> [Given task] Report how many lines of the data below contain the word "camera". Give only the number.

> [Source records]
════════

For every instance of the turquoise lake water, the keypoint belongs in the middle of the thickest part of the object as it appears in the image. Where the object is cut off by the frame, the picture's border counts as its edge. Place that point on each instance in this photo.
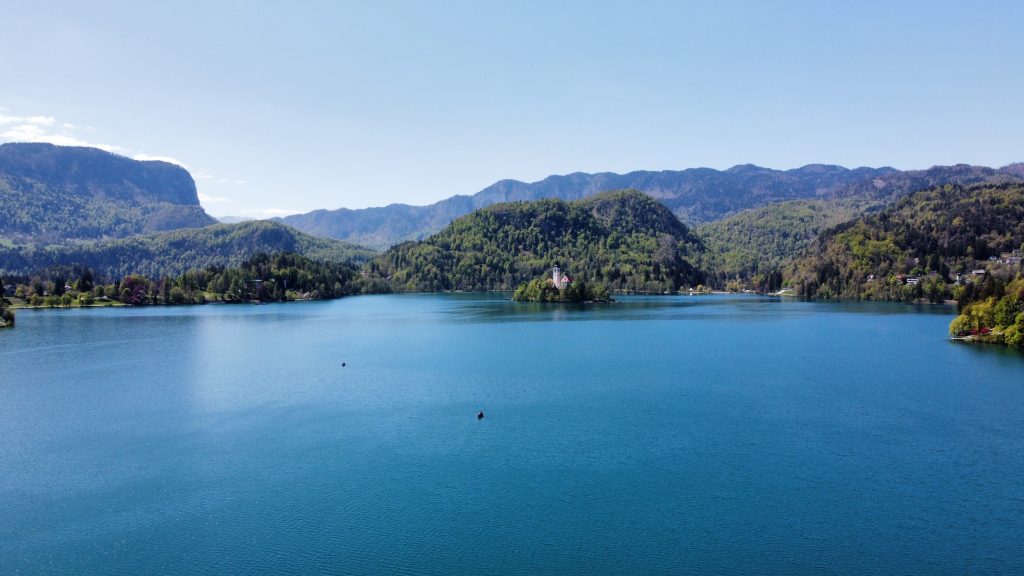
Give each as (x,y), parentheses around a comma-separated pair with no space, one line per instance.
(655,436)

════════

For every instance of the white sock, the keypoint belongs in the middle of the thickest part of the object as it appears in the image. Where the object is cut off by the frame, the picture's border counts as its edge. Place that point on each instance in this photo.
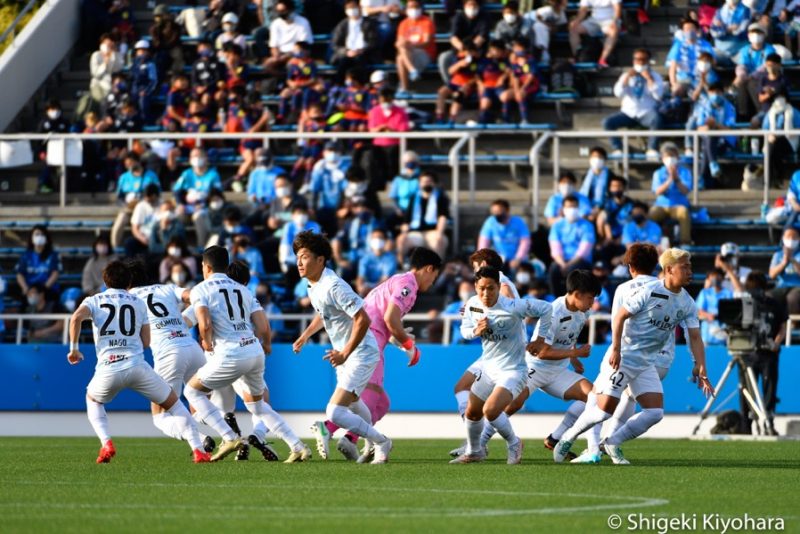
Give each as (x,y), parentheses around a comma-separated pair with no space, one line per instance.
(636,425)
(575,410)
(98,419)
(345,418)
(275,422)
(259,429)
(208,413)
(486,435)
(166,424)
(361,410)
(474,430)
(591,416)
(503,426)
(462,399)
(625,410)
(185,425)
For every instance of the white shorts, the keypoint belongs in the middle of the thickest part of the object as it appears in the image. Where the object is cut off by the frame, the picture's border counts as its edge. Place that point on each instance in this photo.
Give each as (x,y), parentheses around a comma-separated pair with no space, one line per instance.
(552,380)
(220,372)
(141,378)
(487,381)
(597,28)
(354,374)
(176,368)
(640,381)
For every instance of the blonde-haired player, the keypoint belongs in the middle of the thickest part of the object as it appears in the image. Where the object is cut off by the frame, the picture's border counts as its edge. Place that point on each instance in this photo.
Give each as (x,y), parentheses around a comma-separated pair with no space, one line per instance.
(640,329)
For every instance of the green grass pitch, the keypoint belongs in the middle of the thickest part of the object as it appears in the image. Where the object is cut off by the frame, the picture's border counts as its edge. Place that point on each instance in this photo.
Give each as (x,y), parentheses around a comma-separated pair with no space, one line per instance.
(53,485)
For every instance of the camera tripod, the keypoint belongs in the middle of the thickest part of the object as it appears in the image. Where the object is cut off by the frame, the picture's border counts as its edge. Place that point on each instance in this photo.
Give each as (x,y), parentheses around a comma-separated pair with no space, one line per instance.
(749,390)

════════

> [Solution below] 1